Data Quality and Data Governance Flashcards
Why are data integration principles needed?
- Data is integrated from multiple sources
- Different technologies and processes are needed
- Multiple challenges to be addressed
What are the data integration principles?
- Standardisation
- Reconciliation
- Validation
- Transformation
- Cleansing
- Enrichment
- Privacy
What is data standardisation?
Transforming data from different sources into a common format and structure (such as ISO date format)
What is data reconciliation?
Focusing on data consistency by resolving issues of inconsistency between data from different sources
Why might data inconsistencies arise?
- Integrating distinct data sources where entries may differ
- Failures during integration
- Data that is copied or transformed incorrectly
- Missing / duplicate records or values
- Incorrectly formatted values
- Broken relationships between tables
What is data validation?
Assessing the accuracy and completeness of data from different sources with meeting defined constaints
What are examples of data validation?

→ Provided data

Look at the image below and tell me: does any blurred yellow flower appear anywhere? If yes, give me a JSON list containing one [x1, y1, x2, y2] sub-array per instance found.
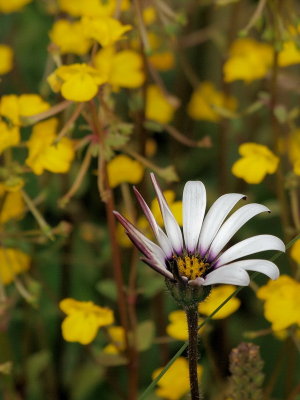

→ Tasks and exercises
1. Answer each question about the data integration flashcards in one line.
(a) What example of a common format does the card on standardization give?
(b) How many data integration principles does the list name?
(c) Which possible cause of data inconsistencies involves tables?
2. Summarize the data integration flashcards in two sentences.
3. Say whether each statement agrees with the data integration flashcards. Answer yes or no, and quote the words that decide it.
(a) Data reconciliation focuses on data consistency.
(b) Failures during integration are given as a possible cause of data inconsistencies.
(c) Data validation is defined as transforming data into a common format.

→ Results for each task
1.
(a) ISO date format
(b) Seven
(c) Broken relationships between tables

2. Data integration principles are needed because data is integrated from multiple sources, which requires different technologies and processes and raises multiple challenges. Seven principles are listed, including standardization, which transforms data from different sources into a common format and structure, and reconciliation, which resolves inconsistencies between data from different sources.

3.
(a) Yes: "Focusing on data consistency by resolving issues of inconsistency between data from different sources"
(b) Yes: "Failures during integration"
(c) No: "Assessing the accuracy and completeness of data from different sources"